Written instruction:
Which lines below contain the string "capital"? Copy each of them, treating case as significant.

**** Provided records ****

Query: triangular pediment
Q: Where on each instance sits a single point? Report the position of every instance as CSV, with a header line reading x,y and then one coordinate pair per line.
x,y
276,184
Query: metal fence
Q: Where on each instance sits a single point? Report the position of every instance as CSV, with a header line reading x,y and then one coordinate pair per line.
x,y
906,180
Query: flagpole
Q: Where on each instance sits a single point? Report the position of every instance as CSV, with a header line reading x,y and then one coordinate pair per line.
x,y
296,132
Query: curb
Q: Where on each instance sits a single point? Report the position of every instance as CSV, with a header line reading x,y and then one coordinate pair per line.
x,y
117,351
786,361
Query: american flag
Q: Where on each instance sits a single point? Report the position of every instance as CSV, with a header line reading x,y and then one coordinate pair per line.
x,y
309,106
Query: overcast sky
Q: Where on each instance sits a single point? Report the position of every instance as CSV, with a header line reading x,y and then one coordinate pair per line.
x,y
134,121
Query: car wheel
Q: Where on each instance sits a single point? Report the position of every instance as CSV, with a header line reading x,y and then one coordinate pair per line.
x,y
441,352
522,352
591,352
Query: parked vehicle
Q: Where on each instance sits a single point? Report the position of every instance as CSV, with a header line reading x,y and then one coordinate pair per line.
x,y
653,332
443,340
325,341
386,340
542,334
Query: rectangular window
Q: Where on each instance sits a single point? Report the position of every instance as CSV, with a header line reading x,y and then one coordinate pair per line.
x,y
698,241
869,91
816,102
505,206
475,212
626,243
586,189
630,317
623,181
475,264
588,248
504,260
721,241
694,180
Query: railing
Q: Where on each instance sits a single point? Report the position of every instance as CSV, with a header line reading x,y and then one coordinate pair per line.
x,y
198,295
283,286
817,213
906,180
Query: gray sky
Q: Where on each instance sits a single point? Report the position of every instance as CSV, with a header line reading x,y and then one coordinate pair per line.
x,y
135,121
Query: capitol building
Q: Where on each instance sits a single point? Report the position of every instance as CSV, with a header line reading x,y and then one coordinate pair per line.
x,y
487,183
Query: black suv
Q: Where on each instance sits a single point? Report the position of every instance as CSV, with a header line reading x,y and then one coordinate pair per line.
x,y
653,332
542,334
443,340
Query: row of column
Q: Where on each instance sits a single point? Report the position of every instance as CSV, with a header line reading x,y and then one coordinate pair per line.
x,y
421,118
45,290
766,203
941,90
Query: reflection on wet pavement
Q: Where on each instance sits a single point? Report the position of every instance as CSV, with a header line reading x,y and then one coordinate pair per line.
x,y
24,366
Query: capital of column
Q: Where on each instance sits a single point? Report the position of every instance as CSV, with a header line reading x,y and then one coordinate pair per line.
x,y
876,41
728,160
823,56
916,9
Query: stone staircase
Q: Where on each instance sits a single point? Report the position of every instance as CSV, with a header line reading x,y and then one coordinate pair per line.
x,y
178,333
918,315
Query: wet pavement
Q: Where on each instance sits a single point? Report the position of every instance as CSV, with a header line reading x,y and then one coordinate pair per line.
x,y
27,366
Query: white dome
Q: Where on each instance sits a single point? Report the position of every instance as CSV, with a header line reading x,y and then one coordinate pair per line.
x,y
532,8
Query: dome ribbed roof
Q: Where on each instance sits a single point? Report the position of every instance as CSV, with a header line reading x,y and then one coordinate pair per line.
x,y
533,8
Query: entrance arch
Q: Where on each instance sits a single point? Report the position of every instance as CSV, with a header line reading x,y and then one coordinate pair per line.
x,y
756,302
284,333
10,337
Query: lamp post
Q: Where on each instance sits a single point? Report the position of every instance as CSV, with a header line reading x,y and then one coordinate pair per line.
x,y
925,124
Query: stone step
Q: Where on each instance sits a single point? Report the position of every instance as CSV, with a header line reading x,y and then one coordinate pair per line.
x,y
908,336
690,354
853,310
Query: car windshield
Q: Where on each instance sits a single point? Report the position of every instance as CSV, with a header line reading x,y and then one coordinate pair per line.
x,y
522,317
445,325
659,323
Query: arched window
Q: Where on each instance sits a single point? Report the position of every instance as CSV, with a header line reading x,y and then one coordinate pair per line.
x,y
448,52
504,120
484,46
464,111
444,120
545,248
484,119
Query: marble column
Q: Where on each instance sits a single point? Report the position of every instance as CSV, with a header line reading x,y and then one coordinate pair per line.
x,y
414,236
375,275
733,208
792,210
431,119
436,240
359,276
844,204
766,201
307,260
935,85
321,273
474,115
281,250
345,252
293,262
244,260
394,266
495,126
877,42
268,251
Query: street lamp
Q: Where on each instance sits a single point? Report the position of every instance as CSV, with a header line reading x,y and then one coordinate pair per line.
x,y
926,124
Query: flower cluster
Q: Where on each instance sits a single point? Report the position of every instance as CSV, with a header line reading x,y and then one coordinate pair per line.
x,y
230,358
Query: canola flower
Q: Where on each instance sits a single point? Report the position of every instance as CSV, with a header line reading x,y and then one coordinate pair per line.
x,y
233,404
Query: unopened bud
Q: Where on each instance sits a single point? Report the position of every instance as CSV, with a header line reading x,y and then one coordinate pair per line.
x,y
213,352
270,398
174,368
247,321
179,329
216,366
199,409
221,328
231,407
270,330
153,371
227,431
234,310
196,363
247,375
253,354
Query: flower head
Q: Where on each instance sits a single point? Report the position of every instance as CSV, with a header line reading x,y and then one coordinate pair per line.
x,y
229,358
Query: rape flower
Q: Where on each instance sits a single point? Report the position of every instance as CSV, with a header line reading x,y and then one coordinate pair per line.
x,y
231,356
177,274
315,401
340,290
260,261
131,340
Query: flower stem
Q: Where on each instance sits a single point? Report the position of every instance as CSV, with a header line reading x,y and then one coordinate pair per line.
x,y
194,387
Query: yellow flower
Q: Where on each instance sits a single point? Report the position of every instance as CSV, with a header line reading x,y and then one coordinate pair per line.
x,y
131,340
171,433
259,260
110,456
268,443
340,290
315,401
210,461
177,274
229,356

****
**** Provided records ****

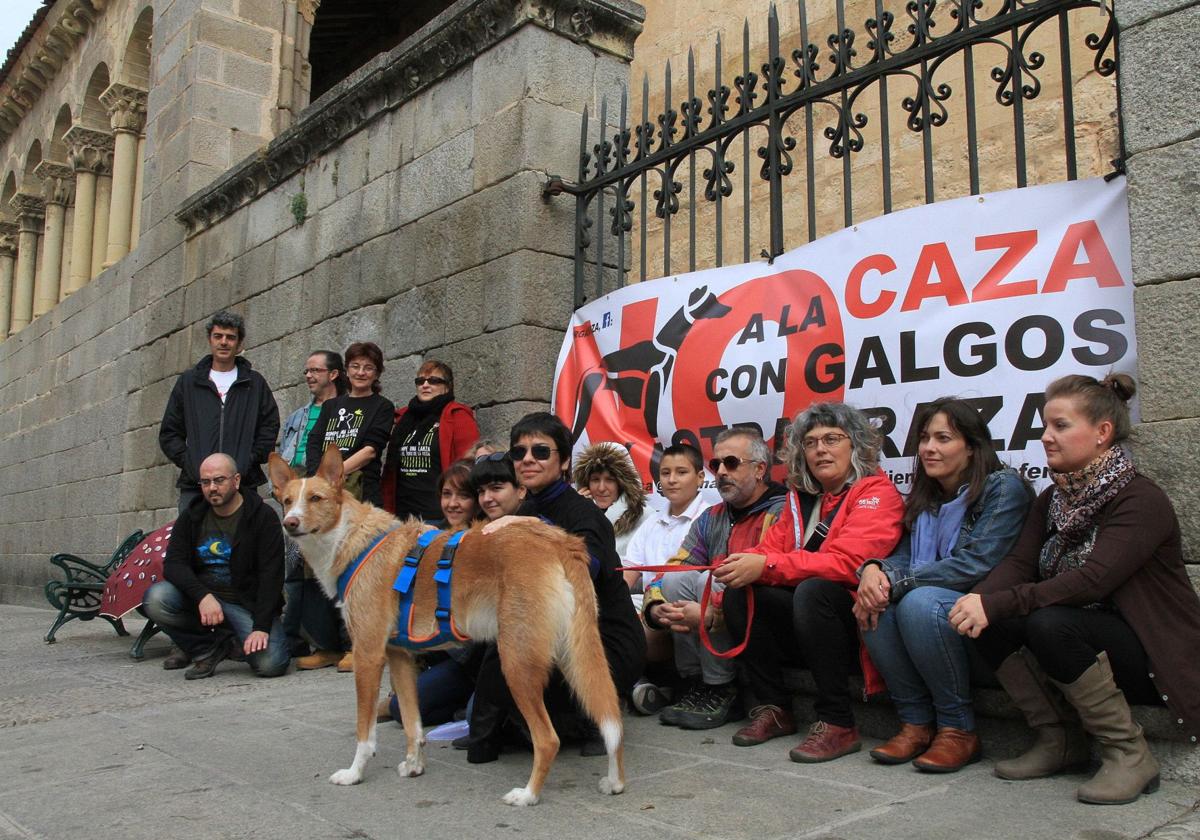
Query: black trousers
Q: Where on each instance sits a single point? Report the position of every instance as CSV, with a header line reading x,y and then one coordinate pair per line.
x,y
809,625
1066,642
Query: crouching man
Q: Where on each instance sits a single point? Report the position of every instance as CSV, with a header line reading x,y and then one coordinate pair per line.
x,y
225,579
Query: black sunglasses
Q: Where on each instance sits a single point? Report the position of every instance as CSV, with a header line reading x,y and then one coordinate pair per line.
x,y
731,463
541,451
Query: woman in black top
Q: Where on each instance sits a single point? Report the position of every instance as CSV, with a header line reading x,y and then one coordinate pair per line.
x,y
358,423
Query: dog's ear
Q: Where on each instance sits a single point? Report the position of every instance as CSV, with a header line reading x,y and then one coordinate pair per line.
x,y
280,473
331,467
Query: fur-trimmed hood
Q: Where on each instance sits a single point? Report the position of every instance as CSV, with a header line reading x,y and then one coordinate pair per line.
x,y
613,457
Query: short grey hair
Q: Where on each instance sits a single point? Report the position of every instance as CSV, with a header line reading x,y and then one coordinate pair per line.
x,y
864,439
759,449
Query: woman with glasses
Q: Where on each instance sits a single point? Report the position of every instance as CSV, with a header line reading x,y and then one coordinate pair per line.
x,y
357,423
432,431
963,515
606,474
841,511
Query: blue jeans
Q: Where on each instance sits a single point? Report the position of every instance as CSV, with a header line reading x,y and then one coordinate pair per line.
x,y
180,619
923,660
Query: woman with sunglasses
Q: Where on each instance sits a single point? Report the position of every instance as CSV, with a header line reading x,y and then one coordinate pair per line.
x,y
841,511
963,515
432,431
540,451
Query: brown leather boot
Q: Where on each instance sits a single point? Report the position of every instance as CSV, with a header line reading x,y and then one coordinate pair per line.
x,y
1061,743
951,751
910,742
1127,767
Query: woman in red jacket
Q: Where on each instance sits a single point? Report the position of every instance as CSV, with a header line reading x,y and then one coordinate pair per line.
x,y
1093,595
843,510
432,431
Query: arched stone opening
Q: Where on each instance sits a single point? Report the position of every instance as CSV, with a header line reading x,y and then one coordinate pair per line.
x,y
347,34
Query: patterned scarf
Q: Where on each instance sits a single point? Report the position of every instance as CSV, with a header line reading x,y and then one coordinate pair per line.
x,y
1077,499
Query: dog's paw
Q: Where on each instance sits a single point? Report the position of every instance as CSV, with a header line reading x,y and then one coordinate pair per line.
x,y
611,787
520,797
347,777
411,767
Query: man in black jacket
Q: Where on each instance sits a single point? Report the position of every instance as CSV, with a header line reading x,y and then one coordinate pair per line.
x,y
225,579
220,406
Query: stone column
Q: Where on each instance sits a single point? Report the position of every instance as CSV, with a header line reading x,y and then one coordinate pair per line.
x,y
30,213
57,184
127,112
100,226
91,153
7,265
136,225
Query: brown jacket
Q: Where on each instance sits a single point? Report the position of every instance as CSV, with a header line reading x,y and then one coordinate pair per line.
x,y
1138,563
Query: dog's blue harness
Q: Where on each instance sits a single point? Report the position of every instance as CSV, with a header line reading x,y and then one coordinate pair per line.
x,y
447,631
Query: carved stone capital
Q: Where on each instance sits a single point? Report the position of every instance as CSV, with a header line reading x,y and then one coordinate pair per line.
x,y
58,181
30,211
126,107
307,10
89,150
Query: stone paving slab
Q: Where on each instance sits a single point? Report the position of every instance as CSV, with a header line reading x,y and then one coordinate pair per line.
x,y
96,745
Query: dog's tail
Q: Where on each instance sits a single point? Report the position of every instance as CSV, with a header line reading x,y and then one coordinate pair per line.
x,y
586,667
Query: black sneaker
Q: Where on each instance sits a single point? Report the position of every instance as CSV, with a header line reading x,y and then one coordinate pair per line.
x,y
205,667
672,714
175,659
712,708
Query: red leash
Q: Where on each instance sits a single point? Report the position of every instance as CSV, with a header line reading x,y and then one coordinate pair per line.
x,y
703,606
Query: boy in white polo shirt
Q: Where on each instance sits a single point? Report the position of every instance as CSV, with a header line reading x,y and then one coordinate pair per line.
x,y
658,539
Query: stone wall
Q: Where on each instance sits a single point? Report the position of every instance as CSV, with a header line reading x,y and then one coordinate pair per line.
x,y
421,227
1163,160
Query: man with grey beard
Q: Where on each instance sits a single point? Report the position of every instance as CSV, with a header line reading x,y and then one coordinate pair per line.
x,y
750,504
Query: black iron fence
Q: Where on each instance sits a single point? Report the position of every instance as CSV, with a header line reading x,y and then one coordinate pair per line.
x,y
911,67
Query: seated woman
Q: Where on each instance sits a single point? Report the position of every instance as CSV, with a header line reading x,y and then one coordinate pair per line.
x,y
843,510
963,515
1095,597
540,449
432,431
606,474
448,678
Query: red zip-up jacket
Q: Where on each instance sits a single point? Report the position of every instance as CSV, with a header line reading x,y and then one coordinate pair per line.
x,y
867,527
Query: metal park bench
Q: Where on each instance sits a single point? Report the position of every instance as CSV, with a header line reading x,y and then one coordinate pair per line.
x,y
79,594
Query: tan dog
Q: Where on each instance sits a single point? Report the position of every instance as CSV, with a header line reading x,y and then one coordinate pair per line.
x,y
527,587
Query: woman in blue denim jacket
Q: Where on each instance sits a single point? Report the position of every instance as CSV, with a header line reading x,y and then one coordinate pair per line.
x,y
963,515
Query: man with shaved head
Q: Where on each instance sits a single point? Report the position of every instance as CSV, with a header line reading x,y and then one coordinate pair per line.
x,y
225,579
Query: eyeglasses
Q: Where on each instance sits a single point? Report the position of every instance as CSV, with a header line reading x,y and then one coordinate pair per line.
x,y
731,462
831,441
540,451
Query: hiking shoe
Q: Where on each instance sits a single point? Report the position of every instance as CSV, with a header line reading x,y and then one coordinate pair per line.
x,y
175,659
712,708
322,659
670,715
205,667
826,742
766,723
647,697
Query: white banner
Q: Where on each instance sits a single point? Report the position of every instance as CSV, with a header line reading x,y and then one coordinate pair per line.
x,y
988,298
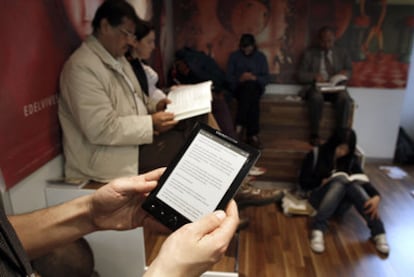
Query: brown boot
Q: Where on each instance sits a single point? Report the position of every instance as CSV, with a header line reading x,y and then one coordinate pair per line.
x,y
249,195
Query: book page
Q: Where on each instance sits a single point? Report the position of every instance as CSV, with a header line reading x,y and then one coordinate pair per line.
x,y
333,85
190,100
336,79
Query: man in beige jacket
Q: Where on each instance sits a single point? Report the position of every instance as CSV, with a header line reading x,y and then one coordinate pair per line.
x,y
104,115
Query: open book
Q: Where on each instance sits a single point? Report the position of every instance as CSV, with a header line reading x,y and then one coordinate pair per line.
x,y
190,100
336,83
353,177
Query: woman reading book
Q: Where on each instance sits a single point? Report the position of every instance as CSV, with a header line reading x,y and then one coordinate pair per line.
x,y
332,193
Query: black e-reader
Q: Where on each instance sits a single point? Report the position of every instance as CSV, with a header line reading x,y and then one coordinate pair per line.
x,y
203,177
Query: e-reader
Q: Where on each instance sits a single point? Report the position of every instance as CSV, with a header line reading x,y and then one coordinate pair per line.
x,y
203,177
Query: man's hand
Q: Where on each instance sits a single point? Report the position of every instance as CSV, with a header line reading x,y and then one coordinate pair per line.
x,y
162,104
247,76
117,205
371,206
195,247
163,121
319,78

****

Expected answer:
Query: capital of column
Query: carved stone capital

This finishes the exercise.